— Short problem —
Provide an exact copy of the data, excluding the images.

— Information shown —
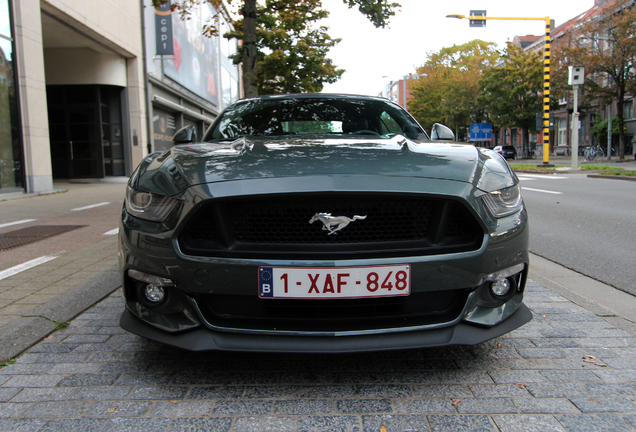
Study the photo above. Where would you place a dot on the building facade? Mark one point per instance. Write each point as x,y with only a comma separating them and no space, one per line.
85,94
191,77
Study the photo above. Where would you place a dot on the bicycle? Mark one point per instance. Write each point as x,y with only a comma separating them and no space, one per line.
592,153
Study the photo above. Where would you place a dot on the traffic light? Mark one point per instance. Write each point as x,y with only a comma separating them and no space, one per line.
477,22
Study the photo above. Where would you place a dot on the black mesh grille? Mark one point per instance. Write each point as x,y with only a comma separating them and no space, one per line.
383,225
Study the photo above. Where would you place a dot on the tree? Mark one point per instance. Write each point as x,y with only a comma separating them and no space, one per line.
606,47
293,55
512,92
599,130
377,11
448,92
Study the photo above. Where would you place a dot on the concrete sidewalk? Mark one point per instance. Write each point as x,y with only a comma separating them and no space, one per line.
79,267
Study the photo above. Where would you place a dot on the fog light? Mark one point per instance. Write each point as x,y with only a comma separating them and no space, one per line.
500,287
154,293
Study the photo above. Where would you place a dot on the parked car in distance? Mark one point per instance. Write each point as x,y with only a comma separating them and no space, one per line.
509,152
322,223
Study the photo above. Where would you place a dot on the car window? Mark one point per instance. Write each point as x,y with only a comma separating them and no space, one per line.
322,116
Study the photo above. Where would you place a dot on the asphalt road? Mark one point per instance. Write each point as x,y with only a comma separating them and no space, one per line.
585,224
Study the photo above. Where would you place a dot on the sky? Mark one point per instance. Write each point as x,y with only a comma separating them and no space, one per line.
374,57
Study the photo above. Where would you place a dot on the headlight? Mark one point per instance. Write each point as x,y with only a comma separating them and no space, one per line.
503,202
148,206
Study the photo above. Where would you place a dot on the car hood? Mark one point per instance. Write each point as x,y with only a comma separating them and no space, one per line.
183,166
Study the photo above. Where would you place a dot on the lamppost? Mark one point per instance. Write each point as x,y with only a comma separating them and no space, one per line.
576,77
478,19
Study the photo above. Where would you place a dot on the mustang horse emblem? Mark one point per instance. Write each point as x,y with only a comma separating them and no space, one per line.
333,224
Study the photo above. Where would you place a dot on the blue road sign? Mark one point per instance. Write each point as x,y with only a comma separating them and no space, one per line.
481,132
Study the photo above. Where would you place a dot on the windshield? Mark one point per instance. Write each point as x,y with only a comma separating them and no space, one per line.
319,116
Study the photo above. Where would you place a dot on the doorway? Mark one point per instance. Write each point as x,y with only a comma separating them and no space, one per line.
85,129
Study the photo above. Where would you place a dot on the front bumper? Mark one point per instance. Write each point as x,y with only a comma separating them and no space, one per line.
202,339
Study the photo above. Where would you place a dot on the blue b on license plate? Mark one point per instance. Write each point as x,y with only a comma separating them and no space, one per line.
334,282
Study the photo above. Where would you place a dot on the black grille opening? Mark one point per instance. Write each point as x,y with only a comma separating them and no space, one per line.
378,225
417,309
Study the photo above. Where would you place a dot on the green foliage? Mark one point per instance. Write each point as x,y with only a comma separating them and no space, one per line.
448,93
281,38
377,11
511,93
292,56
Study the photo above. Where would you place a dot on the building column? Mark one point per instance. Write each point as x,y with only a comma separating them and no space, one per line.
137,111
32,91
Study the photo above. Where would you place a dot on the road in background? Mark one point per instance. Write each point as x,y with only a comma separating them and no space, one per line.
585,224
95,207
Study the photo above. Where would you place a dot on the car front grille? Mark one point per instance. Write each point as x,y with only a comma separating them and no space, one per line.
341,315
278,227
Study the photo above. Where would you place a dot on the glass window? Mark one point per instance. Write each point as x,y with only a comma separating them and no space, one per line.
319,115
10,143
5,20
628,109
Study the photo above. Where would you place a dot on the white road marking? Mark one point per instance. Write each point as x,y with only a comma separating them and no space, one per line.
91,206
543,191
539,176
17,222
25,266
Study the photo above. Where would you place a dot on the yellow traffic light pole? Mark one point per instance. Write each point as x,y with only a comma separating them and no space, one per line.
546,72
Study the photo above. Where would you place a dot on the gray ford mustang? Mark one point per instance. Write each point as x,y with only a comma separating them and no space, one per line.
322,223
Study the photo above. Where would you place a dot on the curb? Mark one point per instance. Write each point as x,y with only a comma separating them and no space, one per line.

— Answer to the task —
Study the photo above. Where would you place a dot on the building facade? Mark one point per instance. Write each point as x,y with only a comma separating them and no space, one per line.
85,94
191,77
Study the photo above. Where would you place a dot on the bicycle? Mark one point per instance. Write each point as x,y with only a comma separating them and no space, one per line.
592,153
Study the photo above. Where would you place a dot on the traffic light? Mark one point per instance. Write each point as x,y with only a comma separating them and no space, one per line.
477,22
Study the photo above. Where would you place a dot on the black mesh grille? Mark one point per instance. Write each point as x,y with only a comma separating them and no space, one per line.
383,225
Study the photo above. Where would you place a dot on the tree? Mark one point per instance. Write each point as x,y with only a comma separating them and no space, one per line.
606,47
293,55
512,92
599,130
377,11
448,92
Study the photo above. Where would you place a dot on the concrete sidewalk? Mark one point per instance. Write each point as x,y with only a comma separating them and no space, one per line.
79,267
Study the photo above. Where would you place a dot on the fog light? Mark one point per instance. Write each point as x,y with only a comma separating them and no space, one per line.
500,287
154,293
Study the photo above. Where would you place a dot on the parked car in distance? Mark one point per instance. Write each point as x,y with only a comma separating them and no space, one per line.
509,152
322,223
Study the photo above. Where would you place a dot on the car window? Mark one point per instance. Write each point as x,y with only a comma separating them and no space, one per line.
322,116
Study the photo above. Where would you place a dot on the asphalt road? Mark one point per instance. Write each point as x,y with only a comma separating them and no space, one per line.
585,224
Study the photo above. Where would you place a dot on the sky? Mark one point per instance. Write each point as x,y with only a comma separating them and no space, one per line.
374,57
Study the photo above. Where would you place a dot on the headlight? Mark one point per instance. Write each point as x,y with only a comma separating them and no space, one per line.
503,202
148,206
Study the photo above. Where would you place a dot on the car hood? Mark one point per instance. Write each point as x,y with only a comma separating them and no space, one per line.
183,166
Study the photo above. Where would you place a dot on the lamppost? Mark one point per instance. Write each point as x,y with only a comma separating them and no space, one per line.
576,77
478,19
Study the photo above. Where would you place a dot on the mustang horse emblem? Mark one point per instance. Write each point as x,y with only a comma separating them and no space, one per line.
333,224
Study the photo above. Where would you place a dot on the blue road sign? Mark one point per instance. Write each point as x,y with only a comma separating them and no space, one per line.
481,132
Study the photo above. Where would you place a dot on the windshield? Mark one point per instance. Write each point as x,y with only a comma separating them and no space, one per line.
319,116
Study the photo above. Where would you place a dot on the doorway? Mark one point per instance. Write each point as x,y with only a comma separating them and no space, one per line.
85,129
Study the photo above. Where would you place a dot on the front bumper? Mark one point per instance. Write each point as x,y with only a comma separating them and no space, one per line.
202,339
Study the photo above. Where would you place a dot on the blue b on license plate? Mark one point per instance. Write each point as x,y with only a comma separating them and no space, one per line.
334,282
Study the photo above. Where would you place a dot on the black grille opening? Mark one point per instance. Write each point as x,y with only a comma separating them and no space, one per line.
378,225
417,309
Study the photo above. Where would you place a dot on the green foliage? Mark one point per instance. Write each point as x,y with only a comma separating them and no space, one per line.
448,93
281,38
377,11
511,93
292,56
Study the photo above. Where would you place a dot on the building column? Mark one point per instance. Write each point as x,y with only a comma separating them and no space, one per line.
137,111
32,91
Study the photo above. Where would you place a dot on the road in background? Mark one point per instance. Write each point as x,y with only a comma separating them and no space, one per line.
585,224
95,207
Study the photo above. Where would you place a dot on the car front grille? Mark one point per instance. Write each point as x,y with only a comma separating them and no space, one per line.
341,315
278,227
Study the photo above. Where would you place a dot on the glass window? Mark one point per instance. Write each point as x,y with only a comma separating them and no space, one per line.
319,115
10,143
5,20
628,109
Study the photo above. Where would you place a dot on the white road marking? Mark one point per instance. Write each point as x,y with only a comma separating them and no space, one per line.
91,206
543,191
539,176
17,222
25,266
Study the photo above. Where would you place a dot on the yellow traffic light pole? Mark one point per instance. Write each point as x,y with only a comma separating them and no space, one per line.
546,72
Study the photo above. Where would you place a dot on the gray ford mustang? Mark one point per instance. Write each point as x,y with only a comma separating them and no space, one per line.
322,223
Study the photo above. Where would you place a dot on the curb? Mark one point per instance. Write each point as x,y with only a comma separating them and no space, one per line.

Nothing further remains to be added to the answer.